La vie de Jésus, du commencement à la fin, est une vie essentiellement humaine. Il naît, il progresse comme les hommes, et son développement n’est pas seulement la croissance extérieure, c’est bien celle du moi, du centre inconscient de l’être intellectuel et moral : il croissait en stature et en grâce, et cela non seulement devant les hommes, c’est-à-dire à l’extérieur, mais aussi devant Dieu, c’est-à-dire dans ces profondeurs de la vie invisible de l’âme qui demeurent inconnues même de celui qui les recèle en lui-même.
Une fois ce développement achevé, il nous apparaît comme un homme, au point de vue négatif, dans les facultés qui lui font défaut, aussi bien qu’au point de vue positif, dans le centre de sa conscience de soi et dans sa volonté elle-même.
Chacun sait que tout ce que l’on peut dire de plus précis sur le mode de la forme d’existence divine, c’est qu’elle ne saurait admettre aucune de ces limites qui caractérisent dans leur ensemble la vie de l’être fini et dont l’absence est, pour notre esprit, la seule définition de l’être absolu. — Or ces limites de l’être fini sont toutes attribuées à Jésus. En particulier, l’Evangile lui refuse absolument la toute-puissance, la connaissance absolue et la toute-présence.
Quant à la toute-puissance, non seulement nous le voyons dépendant pour toutes choses de son Père, n’accomplissant sans sa « permission » aucune de ces œuvres elles-mêmes que le Père « lui avait données, » mais nous l’entendons nous dire expressément « que le Fils ne peut rien faire de lui-mêmea. » — Sa puissance miraculeuse n’est point la toute-puissance. D’abord le libre exercice en est subordonné à la volonté du Père ; puis elle est limitée au moment donné et à l’occasion adventive ; enfin elle est renfermée dans les limites du monde visible. Jésus, sur la terre, bien que le monde invisible ne soit pas fermé au regard de sa foi, ne commande cependant pas encore dans ce monde-là. Les anges lui sont envoyés, et lui-même dit que s’il voulait leur secours, il devrait le demander expressément à son Père.
a – Jean 5.30.

Données d'annotation par points

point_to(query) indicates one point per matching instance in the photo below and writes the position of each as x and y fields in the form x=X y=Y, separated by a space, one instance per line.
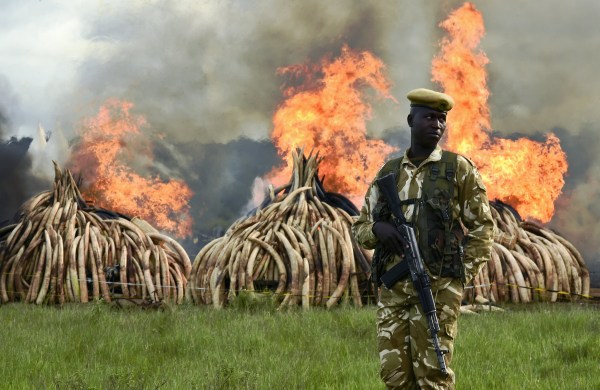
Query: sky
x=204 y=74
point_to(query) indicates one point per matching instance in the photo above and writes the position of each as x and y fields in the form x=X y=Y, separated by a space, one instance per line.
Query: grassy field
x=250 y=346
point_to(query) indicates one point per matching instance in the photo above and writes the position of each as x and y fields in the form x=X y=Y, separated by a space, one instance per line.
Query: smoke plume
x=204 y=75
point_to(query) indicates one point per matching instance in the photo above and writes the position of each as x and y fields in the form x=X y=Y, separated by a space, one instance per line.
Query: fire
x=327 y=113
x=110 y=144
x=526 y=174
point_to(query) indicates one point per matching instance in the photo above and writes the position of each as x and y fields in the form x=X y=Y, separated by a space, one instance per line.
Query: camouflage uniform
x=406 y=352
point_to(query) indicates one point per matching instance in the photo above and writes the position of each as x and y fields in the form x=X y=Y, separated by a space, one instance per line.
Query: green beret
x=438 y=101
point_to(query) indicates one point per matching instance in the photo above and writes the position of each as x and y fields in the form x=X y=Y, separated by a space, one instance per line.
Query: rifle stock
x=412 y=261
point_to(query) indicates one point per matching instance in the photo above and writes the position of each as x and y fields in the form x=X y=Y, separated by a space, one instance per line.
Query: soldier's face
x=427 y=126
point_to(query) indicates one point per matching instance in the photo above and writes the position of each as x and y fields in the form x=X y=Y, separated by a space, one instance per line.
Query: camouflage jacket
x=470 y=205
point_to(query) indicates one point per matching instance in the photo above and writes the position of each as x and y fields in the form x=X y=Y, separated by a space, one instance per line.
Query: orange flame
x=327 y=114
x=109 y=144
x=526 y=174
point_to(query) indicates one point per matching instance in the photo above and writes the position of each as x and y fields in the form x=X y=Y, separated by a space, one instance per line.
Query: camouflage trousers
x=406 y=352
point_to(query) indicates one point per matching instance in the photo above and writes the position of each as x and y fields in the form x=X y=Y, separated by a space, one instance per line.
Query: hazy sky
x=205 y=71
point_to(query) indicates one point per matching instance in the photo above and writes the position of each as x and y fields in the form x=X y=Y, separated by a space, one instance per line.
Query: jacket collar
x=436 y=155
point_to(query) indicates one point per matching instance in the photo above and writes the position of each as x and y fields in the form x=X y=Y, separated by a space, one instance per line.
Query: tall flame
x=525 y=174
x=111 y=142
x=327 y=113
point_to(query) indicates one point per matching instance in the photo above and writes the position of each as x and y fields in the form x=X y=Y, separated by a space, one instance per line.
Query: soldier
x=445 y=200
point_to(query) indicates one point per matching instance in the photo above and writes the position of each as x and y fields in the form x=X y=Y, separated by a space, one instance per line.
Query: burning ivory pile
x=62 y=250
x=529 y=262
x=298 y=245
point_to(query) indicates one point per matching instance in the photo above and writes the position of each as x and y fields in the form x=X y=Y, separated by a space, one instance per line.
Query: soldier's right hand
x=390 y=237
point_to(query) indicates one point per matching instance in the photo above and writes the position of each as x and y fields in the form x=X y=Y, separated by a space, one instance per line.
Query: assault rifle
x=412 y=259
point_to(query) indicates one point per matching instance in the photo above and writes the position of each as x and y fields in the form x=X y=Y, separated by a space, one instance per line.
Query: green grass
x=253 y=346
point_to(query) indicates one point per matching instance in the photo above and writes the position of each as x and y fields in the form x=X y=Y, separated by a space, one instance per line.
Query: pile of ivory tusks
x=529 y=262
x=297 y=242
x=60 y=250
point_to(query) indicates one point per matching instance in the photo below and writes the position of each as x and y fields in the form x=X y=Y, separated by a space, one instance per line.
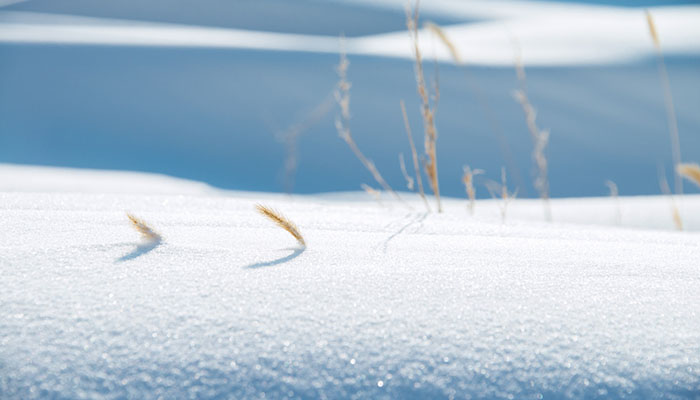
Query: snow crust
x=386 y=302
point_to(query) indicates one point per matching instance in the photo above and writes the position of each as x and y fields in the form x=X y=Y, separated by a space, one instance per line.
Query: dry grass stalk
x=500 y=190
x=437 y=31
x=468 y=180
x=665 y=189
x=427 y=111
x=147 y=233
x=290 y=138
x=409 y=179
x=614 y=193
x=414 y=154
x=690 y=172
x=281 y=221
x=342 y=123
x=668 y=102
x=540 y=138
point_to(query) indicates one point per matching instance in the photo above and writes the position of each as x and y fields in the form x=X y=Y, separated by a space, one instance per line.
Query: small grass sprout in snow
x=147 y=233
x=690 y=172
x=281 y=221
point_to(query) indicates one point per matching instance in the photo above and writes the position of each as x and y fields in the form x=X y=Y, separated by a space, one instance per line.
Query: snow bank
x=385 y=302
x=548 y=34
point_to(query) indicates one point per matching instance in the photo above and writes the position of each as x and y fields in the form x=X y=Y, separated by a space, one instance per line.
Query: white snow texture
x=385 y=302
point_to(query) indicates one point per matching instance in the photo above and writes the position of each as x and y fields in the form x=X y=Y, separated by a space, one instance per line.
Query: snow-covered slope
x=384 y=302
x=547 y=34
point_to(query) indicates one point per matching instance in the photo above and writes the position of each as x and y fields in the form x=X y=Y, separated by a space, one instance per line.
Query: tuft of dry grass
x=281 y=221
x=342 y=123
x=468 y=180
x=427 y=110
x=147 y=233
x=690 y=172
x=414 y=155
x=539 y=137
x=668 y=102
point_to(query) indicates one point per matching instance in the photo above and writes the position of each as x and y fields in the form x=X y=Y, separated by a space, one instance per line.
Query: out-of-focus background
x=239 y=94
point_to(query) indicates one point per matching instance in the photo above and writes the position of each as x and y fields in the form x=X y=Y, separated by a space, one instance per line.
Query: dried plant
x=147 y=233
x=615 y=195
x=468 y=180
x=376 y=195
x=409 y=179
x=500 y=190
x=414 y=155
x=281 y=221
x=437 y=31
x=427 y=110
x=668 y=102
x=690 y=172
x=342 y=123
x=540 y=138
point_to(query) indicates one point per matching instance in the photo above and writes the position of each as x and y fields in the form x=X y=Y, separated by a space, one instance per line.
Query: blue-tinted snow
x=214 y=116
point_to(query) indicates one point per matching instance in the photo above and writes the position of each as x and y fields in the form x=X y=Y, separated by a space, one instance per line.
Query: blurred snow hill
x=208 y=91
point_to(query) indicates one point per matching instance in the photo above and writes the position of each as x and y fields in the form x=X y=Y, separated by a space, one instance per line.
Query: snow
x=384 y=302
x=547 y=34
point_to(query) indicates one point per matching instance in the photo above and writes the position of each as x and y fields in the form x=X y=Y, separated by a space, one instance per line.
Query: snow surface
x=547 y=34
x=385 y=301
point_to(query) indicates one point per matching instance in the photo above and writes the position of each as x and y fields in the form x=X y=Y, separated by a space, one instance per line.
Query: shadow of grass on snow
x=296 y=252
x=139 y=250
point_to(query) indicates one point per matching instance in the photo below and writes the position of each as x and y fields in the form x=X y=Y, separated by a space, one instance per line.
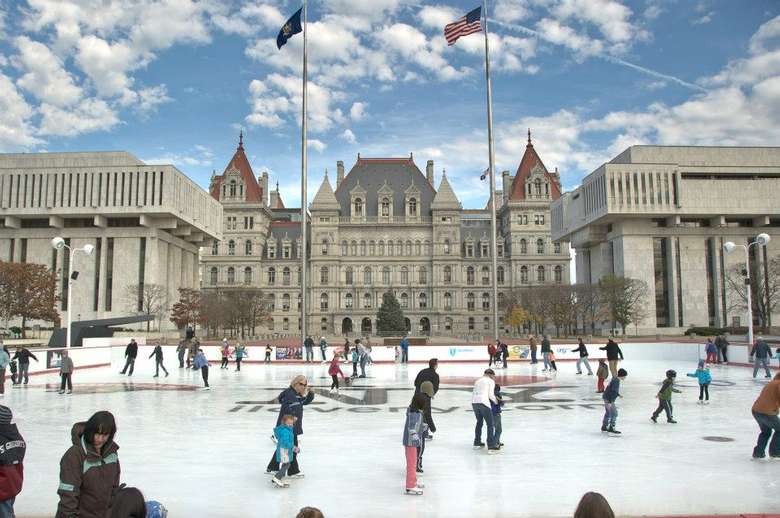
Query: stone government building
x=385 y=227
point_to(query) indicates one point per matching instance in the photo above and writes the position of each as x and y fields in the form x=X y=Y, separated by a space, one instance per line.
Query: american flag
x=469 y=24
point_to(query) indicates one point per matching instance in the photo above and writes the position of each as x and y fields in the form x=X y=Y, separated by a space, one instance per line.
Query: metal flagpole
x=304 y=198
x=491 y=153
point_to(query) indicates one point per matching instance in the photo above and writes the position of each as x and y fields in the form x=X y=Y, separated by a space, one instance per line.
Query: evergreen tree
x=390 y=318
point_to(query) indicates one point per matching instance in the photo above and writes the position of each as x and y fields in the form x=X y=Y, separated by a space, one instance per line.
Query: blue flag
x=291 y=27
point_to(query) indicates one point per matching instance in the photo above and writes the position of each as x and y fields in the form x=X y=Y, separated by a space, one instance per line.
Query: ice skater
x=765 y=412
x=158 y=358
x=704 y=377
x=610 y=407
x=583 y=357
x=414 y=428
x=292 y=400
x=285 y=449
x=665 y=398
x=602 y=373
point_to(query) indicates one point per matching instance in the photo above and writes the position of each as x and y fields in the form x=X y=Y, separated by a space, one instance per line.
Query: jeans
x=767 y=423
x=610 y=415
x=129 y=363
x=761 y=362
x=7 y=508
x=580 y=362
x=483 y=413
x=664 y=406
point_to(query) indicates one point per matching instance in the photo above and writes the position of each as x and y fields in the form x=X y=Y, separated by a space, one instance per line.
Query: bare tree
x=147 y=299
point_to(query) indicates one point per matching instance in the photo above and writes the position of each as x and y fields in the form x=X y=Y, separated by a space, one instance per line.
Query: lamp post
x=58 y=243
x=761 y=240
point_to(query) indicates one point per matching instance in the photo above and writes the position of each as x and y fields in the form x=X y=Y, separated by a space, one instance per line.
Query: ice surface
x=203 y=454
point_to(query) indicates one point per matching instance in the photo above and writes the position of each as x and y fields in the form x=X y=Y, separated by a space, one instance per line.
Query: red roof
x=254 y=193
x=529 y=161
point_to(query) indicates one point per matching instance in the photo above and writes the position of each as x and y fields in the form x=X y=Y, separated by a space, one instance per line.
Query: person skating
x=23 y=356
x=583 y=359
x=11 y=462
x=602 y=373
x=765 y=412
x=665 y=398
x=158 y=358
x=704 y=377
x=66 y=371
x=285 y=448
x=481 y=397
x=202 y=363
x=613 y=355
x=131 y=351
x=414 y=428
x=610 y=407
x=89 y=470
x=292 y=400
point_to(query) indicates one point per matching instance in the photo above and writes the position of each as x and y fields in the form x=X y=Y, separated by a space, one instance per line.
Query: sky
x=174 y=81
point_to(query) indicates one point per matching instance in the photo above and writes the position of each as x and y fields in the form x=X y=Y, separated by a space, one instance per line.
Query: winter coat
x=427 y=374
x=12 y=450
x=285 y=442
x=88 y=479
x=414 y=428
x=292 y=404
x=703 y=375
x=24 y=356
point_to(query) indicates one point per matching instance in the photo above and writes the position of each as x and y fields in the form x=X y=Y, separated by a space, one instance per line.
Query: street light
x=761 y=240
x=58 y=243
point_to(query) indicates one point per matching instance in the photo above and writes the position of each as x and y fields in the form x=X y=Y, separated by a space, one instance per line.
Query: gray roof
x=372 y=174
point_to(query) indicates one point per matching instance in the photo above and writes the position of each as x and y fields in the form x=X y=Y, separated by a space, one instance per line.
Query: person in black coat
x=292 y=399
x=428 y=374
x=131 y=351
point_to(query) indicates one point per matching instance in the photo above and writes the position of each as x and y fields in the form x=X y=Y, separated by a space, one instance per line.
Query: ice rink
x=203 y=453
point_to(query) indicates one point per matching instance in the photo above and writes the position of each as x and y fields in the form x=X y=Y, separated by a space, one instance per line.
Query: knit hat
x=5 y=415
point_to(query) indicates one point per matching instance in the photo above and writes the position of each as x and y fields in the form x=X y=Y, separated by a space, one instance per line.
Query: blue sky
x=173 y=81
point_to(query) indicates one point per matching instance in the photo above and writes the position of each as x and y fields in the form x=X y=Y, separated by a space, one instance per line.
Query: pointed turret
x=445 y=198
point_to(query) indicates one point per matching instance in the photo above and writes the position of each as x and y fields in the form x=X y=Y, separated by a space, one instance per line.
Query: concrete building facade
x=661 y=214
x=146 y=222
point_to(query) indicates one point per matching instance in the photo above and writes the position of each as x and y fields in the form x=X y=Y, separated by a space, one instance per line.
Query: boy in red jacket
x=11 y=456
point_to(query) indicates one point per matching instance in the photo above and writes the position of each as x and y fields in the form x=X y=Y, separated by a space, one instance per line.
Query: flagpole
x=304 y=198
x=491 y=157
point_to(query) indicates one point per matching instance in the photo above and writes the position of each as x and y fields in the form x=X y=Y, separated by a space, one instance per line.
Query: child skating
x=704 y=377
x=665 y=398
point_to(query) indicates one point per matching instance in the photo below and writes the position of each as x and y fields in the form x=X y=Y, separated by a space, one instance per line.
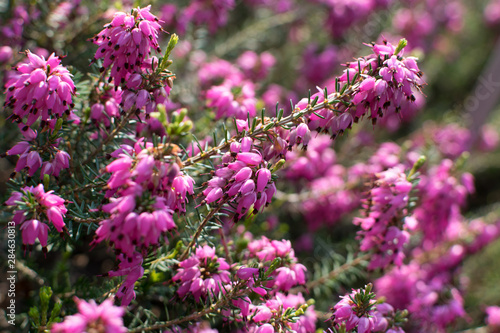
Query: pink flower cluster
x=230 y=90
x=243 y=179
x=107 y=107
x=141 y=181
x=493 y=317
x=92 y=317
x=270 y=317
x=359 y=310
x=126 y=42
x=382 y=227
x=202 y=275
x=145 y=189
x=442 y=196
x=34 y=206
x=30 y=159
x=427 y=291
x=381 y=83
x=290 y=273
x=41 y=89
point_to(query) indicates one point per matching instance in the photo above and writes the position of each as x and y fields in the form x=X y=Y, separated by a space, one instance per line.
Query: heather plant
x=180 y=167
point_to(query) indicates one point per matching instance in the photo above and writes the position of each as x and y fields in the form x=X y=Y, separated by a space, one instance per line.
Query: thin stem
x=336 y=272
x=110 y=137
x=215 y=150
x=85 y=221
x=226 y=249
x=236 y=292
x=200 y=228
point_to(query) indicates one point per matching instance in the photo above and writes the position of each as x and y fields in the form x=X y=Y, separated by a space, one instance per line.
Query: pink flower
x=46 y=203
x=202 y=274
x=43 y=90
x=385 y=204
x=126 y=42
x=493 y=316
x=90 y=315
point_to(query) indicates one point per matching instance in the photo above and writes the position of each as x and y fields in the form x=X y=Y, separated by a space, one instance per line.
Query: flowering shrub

> **Objectif A**:
Répondez brièvement aux questions suivantes sur l'extrait :
(i) Devant qui Jésus croissait-il en stature et en grâce ?
(ii) Quelles trois choses l'Évangile refuse-t-il absolument à Jésus ?
(iii) Que devrait faire Jésus s'il voulait le secours des anges ?
> **Objectif B**:
Prolongez l'extrait consacré à la vie humaine de Jésus, en reprenant après sa dernière phrase.
Les items n'ont aucune incidence sur ce travail.

> **Réponse attendue A**:
(i) Devant les hommes et devant Dieu.
(ii) La toute-puissance, la connaissance absolue et la toute-présence.
(iii) Le demander expressément à son Père.

> **Réponse attendue B**:
Et si sa position sur la terre est ainsi une position de dépendance absolue à l’égard de Dieu, cela n’en est pas moins le cas, à cette heure encore, dans la gloire à laquelle il a été élevé. Après sa résurrection, le Fils de l’homme, ayant reçu les pouvoirs qui avaient été siens lors de sa première existence, déclare à ses disciples, il est vrai, qu’il est dès lors en possession de la toute-puissance, et cela non seulement sur la terre, mais aussi dans le ciel. Cependant, même alors, cette toute-puissance il ne la possède que comme un don à lui fait par le Père et nullement comme un pouvoir qui fût cette fois inhérent à sa nature. Aussi bien le salut qu’il opère, il l’opère « au nom de son Pèreb ; » il nous le donne, dans ce que ce salut a de positif, dans la possession du ciel, parce qu’il l’a d’abord reçu lui-mêmec. « De Dieu sont toutes choses, » « Christ est à Dieu, » et « en Jésus-Christ la gloire est à Dieu seul. »
b – Jean 5.19, 43 ; 2 Corinthiens 5.19.
c – Jean 15.9.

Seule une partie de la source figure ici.